| Goal |
From the forum thread about making an Air-8 type product, extract the stretch from "It's not just" through "(Jun 15, 2017)" word for word.

::: Text section

# Formula For an Air-8 Type Product?



## vettetrm (Apr 7, 2018)

I am wondering if the raw materials could bought and mixed? 
I don't like paying to ship water. I figure there is enough information to figure it out.

Soluble Humic Powder could be used for 8% Humic (What I have says 1.25 lb per gallon of water for a 12% Humic solution)so 0.834 lb per gallon for 8%

0-0-5 from Potassium Hydroxide
I did find a 50/50 mix of Potassium Hydroxide was 0-0-41.6
The percentage is by weight. Anyone know how much a gallon of Air-8 weights? How much Potassium Hydroxide to get to 5%?

Who knows if there is anything else in there besides water though.


----------



## adgattoni (Oct 3, 2017)

It's not just a mixture of humic acid, potassium hydroxide, and water. The common way to make humic acid is to break down leonardite shale using potassium hydroxide. The Air-8 product is basically just a humic acid stew that hasn't fully cooked yet. The reaction being completed in the soil is what is supposed to perform the aeration (not a full believer myself but others say it works for them). There would be no way for you to create a homebrew version of that.


----------



## g-man (Jun 15, 2017)

@Spammage tried last year. Any updates?

https://thelawnforum.com/viewtopic.php?f=24&t=3246&start=100#p95660


----------



## Spammage (Apr 30, 2017)

@g-man Well, results were less than positive. Coupled with the the heavy Fall rains in DFW, my yard turned into a swamp that won't drain. I'm actually concerned about grass survival in 3-4 areas due an inability for oxygen to get to the roots. I've been making steady progress on this soil for years until now, and the only thing that changed was the potassium hydroxide apps. I won't be using any more. Keep in mind that I have a calcareous clay soil with a high pH, so a different soil might have better results.


----------



## Greendoc (Mar 24, 2018)

Potassium Hydroxide can act like salt in an alkaline clay soil. Sodium and Potassium behave similarly under such conditions. Which is why I normally make every effort to lower pH first before adding other soil modifiers.


----------



## wardconnor (Mar 25, 2017)

This is really good info. I am sorry to hear about your results @Spammage.


----------

::::::
::: Collected material

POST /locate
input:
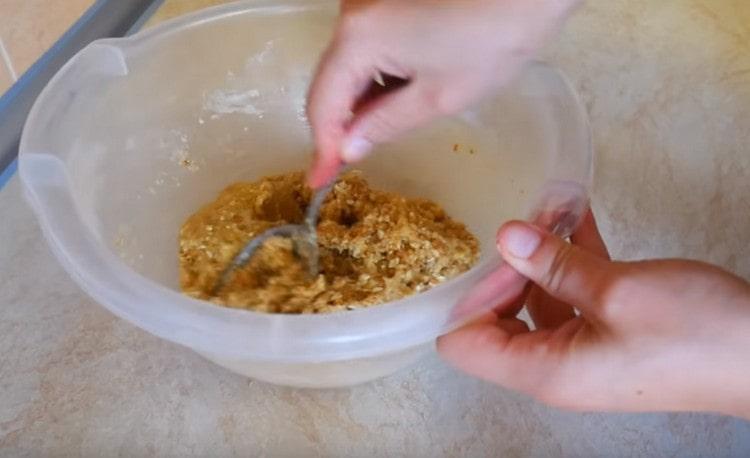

::::::

| Solution for this task |
It's not just a mixture of humic acid, potassium hydroxide, and water. The common way to make humic acid is to break down leonardite shale using potassium hydroxide. The Air-8 product is basically just a humic acid stew that hasn't fully cooked yet. The reaction being completed in the soil is what is supposed to perform the aeration (not a full believer myself but others say it works for them). There would be no way for you to create a homebrew version of that.


----------



## g-man (Jun 15, 2017)